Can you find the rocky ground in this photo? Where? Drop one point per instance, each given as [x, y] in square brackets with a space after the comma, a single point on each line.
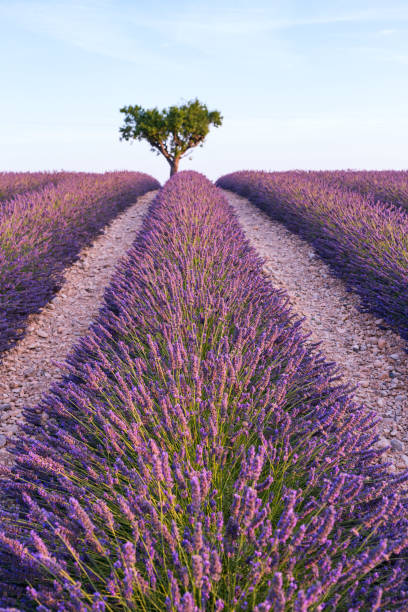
[370, 356]
[28, 368]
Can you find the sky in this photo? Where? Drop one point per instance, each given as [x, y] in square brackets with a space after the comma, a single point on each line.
[300, 84]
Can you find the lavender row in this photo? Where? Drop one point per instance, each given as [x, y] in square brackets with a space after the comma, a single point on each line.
[197, 455]
[42, 232]
[389, 186]
[14, 183]
[366, 243]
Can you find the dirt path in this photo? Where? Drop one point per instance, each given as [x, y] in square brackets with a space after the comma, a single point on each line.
[369, 356]
[29, 368]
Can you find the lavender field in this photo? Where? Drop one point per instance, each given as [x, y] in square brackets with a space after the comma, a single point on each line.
[199, 453]
[365, 241]
[42, 231]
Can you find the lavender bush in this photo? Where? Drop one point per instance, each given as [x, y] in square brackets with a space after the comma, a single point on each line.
[42, 232]
[14, 183]
[390, 186]
[366, 243]
[198, 455]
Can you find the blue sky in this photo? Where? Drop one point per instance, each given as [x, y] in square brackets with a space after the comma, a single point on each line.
[300, 84]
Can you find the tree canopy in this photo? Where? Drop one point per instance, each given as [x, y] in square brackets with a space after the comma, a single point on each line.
[172, 132]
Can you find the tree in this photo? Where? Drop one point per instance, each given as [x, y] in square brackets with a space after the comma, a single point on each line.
[171, 132]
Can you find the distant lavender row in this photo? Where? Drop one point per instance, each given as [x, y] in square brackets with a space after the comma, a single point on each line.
[366, 243]
[382, 185]
[41, 232]
[13, 183]
[198, 456]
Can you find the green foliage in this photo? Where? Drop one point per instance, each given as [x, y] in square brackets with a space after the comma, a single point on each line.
[171, 132]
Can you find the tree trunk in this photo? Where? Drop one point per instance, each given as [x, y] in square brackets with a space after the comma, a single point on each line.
[174, 166]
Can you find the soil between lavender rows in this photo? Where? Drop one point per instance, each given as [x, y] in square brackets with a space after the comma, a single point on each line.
[29, 368]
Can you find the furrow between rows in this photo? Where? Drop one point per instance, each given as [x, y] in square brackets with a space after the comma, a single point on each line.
[370, 356]
[29, 367]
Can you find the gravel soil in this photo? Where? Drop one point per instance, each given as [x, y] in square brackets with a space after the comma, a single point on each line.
[28, 369]
[370, 356]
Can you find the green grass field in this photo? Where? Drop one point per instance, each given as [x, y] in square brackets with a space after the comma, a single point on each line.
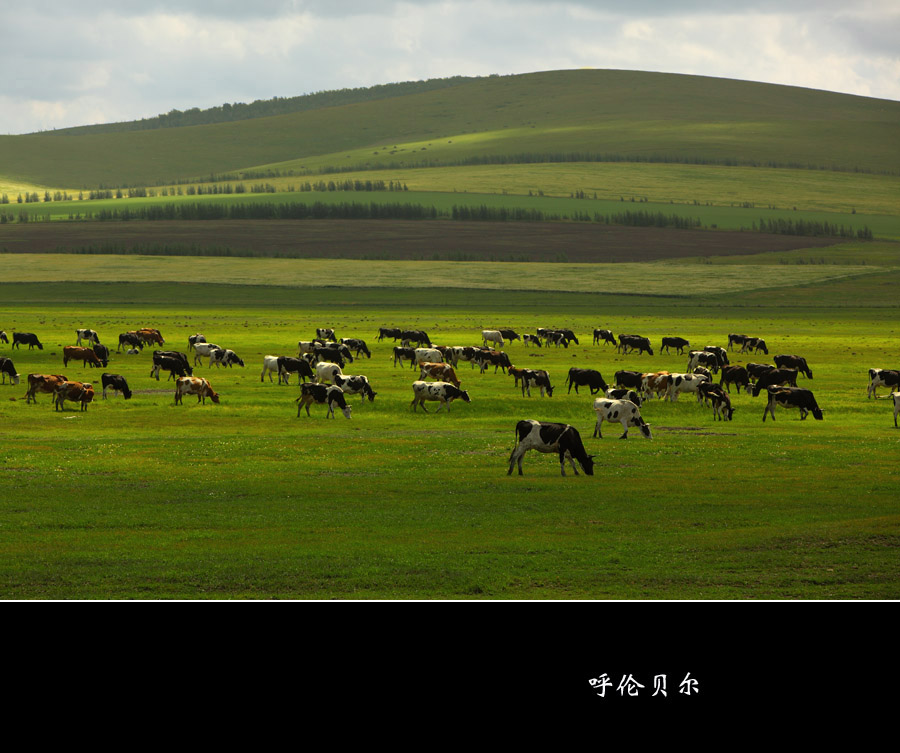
[143, 499]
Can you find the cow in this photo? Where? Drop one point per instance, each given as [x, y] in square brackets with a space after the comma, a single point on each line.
[131, 339]
[354, 343]
[325, 372]
[539, 378]
[619, 412]
[102, 352]
[194, 339]
[624, 394]
[287, 366]
[322, 395]
[8, 369]
[85, 355]
[736, 375]
[562, 439]
[590, 378]
[889, 378]
[401, 354]
[775, 377]
[629, 343]
[679, 383]
[492, 336]
[679, 343]
[194, 386]
[793, 362]
[86, 334]
[42, 383]
[355, 385]
[441, 372]
[26, 338]
[225, 357]
[80, 392]
[442, 392]
[792, 397]
[605, 336]
[175, 366]
[117, 383]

- _Task_
Change "cow" to "calf" in everything from the line containing "Can you find the green grass" down to the end of the entries, and give those lines again with all else unchanged. Leave the pictures out of your answer.

- _Answer_
Can you find the green grass field in this photo? Where? Drop one point per instance, each given as [x, y] in square brackets with a space after the comma, a single point on each line.
[143, 499]
Can you find the calf in this photo? Where? Drop one point per instance, each given as [x, y] in square brackets with a space after the comma, a single point on each line.
[131, 339]
[354, 343]
[325, 372]
[539, 378]
[619, 412]
[102, 352]
[194, 339]
[624, 394]
[287, 366]
[322, 395]
[8, 369]
[85, 355]
[736, 375]
[562, 439]
[590, 378]
[889, 378]
[401, 354]
[775, 377]
[629, 343]
[679, 383]
[492, 336]
[679, 343]
[194, 386]
[793, 362]
[86, 334]
[42, 383]
[355, 385]
[441, 372]
[26, 338]
[225, 357]
[80, 392]
[442, 392]
[792, 397]
[605, 336]
[175, 366]
[117, 383]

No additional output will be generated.